- Brano di testo:
Una ricerca mette in relazione una scarsa durata del sonno con l'invecchiamento precoce del cervello

Scritto da Elisa Corbi il 02.07.2014

Coloro che dormono poco di notte hanno più probabilità che il loro cervello invecchi prima del tempo. I ricercatori della Duke-NUS Graduate Medical School di Singapore (Duke-NUS) hanno trovato la prova che negli adulti più anziani che dormono meno, il cervello invecchia più velocemente. Questi risultati, pubblicati sulla rivista Sleep, aprono la strada per futuri lavori sulla perdita del sonno in relazione al declino cognitivo, compresa la demenza.

Una precedente ricerca aveva esaminato l’impatto della durata del sonno sulle funzioni cognitive negli anziani. Sebbene l’allargamento veloce del ventricolo cerebrale sia un marcatore per il declino cognitivo e lo sviluppo di malattie neurodegenerative come il morbo di Alzheimer, gli effetti della qualità del sonno su questo marcatore non erano mai stati misurati.

qualità del sonno e malattia

Lo studio della Duke-NUS ha esaminato i dati di 66 adulti anziani cinesi, che hanno partecipato al Singapore-Longitudinal Aging Brain Study. I partecipanti sono stati sottoposti a scansioni cerebrali con risonanza magnetica strutturale per immagini (MRI) al fine di misurare il volume del cervello, e a valutazioni neuropsicologiche, attraverso test sulla funzionalità cognitiva, ogni due anni. Inoltre è stata registrata la durata del sonno per mezzo di un questionario che i partecipanti hanno dovuto compilare durante il periodo di follow-up. I risultati hanno evidenziato che coloro che dormivano meno ore mostravano con evidenza un rapido ampliamento dei ventricoli cerebrali e un declino della performance cognitiva.

Il dottor June Lo, autore principale della ricerca ha affermato: “I nostri risultati si riferiscono agli effetti del poco sonno su di un marker dell’invecchiamento del cervello.

“Il lavoro svolto suggerisce altresì che sette ore di sonno al giorno per gli adulti sembrano essere l’ideale per prestazioni ottimali sui test cognitivi computerizzati. Nei prossimi anni speriamo di determinare ciò che è bene per il sistema  cardio-metabolico e per la salute del cervello a lungo termine “, ha aggiunto il professor Michael Chee, autore senior e Direttore del Centro di Neuroscienze Cognitive presso la Duke-NUS.

- Dati registrati:
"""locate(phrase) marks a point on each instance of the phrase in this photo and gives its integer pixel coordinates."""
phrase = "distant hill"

- Istruzioni dell'esercizio:
1: Secondo l'articolo sul sonno, di quanti adulti anziani ha esaminato i dati lo studio della Duke-NUS?
2: Per favore, indica se queste affermazioni concordano con l'articolo sul sonno, rispondendo sì o no e citando le parole decisive:
(a) i risultati sono stati pubblicati sulla rivista Sleep;
(b) i partecipanti facevano le scansioni cerebrali ogni anno;
(c) la durata del sonno è stata registrata con un questionario.
3: Prosegui l'articolo sul sonno a partire dal punto in cui si interrompe.

- Risposte per punto:
1: Di 66 adulti anziani cinesi.

2:
(a) Sì: «Questi risultati, pubblicati sulla rivista Sleep».
(b) No: «ogni due anni».
(c) Sì: «è stata registrata la durata del sonno per mezzo di un questionario».

3:
Di recente un altro studio condotto dai ricercatori della Temple University  ha messo in relazione la qualità del sonno con lo sviluppo del morbo di Alzheimer.

“La grande domanda che abbiamo cercato di affrontare in questo studio è se i disturbi del sonno sono un fattore di rischio per lo sviluppo del morbo di Alzheimer o se sono qualcosa che si manifesta insieme con la malattia”, ha affermato il dottor Domenico Praticò.

Lo studio  è stato condotto per otto settimane su un modello di topo transgenico.  Un gruppo di topi ha seguito un’alternanza di 12 ore di luce e 12 ore di buio, mentre un secondo gruppo è stato sottoposto a 20 ore di luce e solo quattro ore di buio, riducendo dunque notevolmente la quantità di sonno.

“Alla fine delle otto settimane inizialmente non abbiamo osservato  qualcosa di diverso tra i due gruppi”ha spiegato Praticò. “Tuttavia quando abbiamo testato i topi sulla memoria il gruppo che seguiva il periodo di sonno ridotto ha dimostrato una significativa riduzione del funzionamento della memoria e della  capacità di apprendimento”.

“Abbiamo osservato inoltre – continua il ricercatore – che il gruppo che presentava disturbi del sonno ha avuto un aumento significativo della quantità di proteina tau fosforilata che forma grovigli all’interno delle cellule neuronali del cervello.”

La proteina tau agisce come un componente importante per la salute delle cellule neuronali, ma livelli elevati di tau fosforilata possono disturbare la connessione sinaptica, la capacità di trasportare una sostanza nutritiva /chimica e di trasmettere un segnale elettrico da una cellula all’altra.

“A causa della fosforilazione anormale della proteina tau, i topi privati ​​del sonno ha avuto un enorme rottura di queste connessioni sinaptiche,” aggiunge Praticò. “Questo disturbo finisce per compromettere la capacità dell’apprendimento, le altre funzioni cognitive  e contribuisce all’insorgere del morbo di Alzheimer”.